> PROVIDED PASSAGE
^^^^
October 21, 2020 by Adam Malik
With $1 billion in auto premium relief made available for Ontario drivers alone, drivers across Canada shouldn’t expect more premium relief coming from their carrier, at least in the near future.
Canadian Underwriter reached out to a number of insurers that offered pandemic relief measures through the spring and summer to get an update on what offers were still on the table, and if future rebate announcements could be expected. No new rebates were in the offing, all of the carriers contacted confirmed. That said, they are still monitoring the situation as it evolves, and many continue to offer other relief options such as flexible payments and waiving fees.
The World Health Organization declared COVID-19 to be a global pandemic in March. Government-ordered business lockdowns ensued in an attempt to prevent the virus, which brought the economy to a halt. At the outset of the pandemic, property and casualty insurance companies started to announce measures designed to help clients navigate the COVID-19 pandemic. Canadian Underwriter kept a running list of the latest announcements.
The Financial Services Regulatory Authority of Ontario announced on Oct. 1 that drivers in the province have been eligible to get $1 billion in relief from insurers — up about $300 million from its last update in May.
That means the average Ontario driver received a discount of about 7%. (FSRA said relief was made available to about 90% of the province’s 6.6-million drivers.)
^^^^
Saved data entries
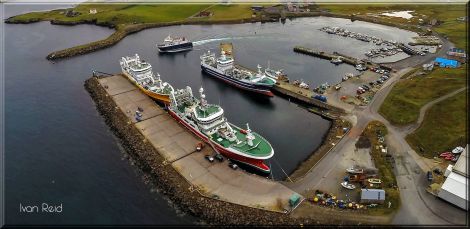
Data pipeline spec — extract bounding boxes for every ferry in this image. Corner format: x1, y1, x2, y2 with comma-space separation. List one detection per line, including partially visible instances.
200, 51, 276, 96
157, 35, 193, 52
168, 87, 274, 173
120, 54, 174, 104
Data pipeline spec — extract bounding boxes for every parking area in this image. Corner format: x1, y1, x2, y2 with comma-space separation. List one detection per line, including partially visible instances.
325, 70, 389, 110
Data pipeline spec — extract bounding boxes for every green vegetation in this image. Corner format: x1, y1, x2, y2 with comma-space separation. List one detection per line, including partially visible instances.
406, 90, 468, 158
379, 66, 467, 125
5, 4, 251, 26
320, 4, 467, 49
362, 121, 400, 215
203, 4, 252, 21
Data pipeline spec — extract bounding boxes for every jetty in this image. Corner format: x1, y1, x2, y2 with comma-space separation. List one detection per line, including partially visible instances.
272, 81, 344, 115
86, 72, 305, 213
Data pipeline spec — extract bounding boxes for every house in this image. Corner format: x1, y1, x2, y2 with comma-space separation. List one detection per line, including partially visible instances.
434, 57, 459, 68
360, 188, 385, 204
437, 145, 468, 210
423, 62, 434, 71
447, 48, 467, 58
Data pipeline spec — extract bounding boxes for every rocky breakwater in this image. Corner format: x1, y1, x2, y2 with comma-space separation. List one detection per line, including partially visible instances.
85, 77, 309, 225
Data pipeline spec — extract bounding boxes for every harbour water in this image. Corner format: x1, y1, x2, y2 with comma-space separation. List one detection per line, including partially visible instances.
2, 5, 416, 225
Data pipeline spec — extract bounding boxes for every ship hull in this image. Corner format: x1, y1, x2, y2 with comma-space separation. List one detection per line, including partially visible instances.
157, 42, 193, 52
201, 65, 274, 97
168, 109, 271, 173
123, 72, 170, 104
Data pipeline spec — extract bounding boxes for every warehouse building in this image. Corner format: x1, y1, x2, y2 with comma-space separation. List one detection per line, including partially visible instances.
438, 145, 468, 210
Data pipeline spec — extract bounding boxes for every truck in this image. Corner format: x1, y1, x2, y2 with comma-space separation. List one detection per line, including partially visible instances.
313, 95, 327, 103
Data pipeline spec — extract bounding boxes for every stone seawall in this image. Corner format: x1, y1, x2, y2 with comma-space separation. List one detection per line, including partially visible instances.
85, 77, 314, 225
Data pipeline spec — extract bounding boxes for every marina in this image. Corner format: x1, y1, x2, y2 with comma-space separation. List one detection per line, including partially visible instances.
5, 4, 466, 226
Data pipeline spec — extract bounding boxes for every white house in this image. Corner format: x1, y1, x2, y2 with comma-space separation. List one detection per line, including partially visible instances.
438, 145, 468, 210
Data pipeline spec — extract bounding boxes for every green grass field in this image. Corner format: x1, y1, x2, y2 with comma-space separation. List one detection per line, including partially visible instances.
9, 4, 210, 25
379, 66, 467, 125
406, 90, 468, 158
320, 3, 467, 49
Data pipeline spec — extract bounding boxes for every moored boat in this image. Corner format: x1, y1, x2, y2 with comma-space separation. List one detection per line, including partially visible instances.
264, 61, 288, 81
168, 87, 274, 173
201, 51, 276, 96
330, 56, 343, 65
120, 54, 174, 104
157, 35, 193, 52
367, 178, 382, 184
^^^^
> WHAT IS REQUIRED
Retype part of the article on pandemic insurance relief, beginning at the words "October 21, 2020" and stopping after "the near future.". Nothing in the lines has any bearing on this.

> OUTPUT OF THE TASK
October 21, 2020 by Adam Malik
With $1 billion in auto premium relief made available for Ontario drivers alone, drivers across Canada shouldn’t expect more premium relief coming from their carrier, at least in the near future.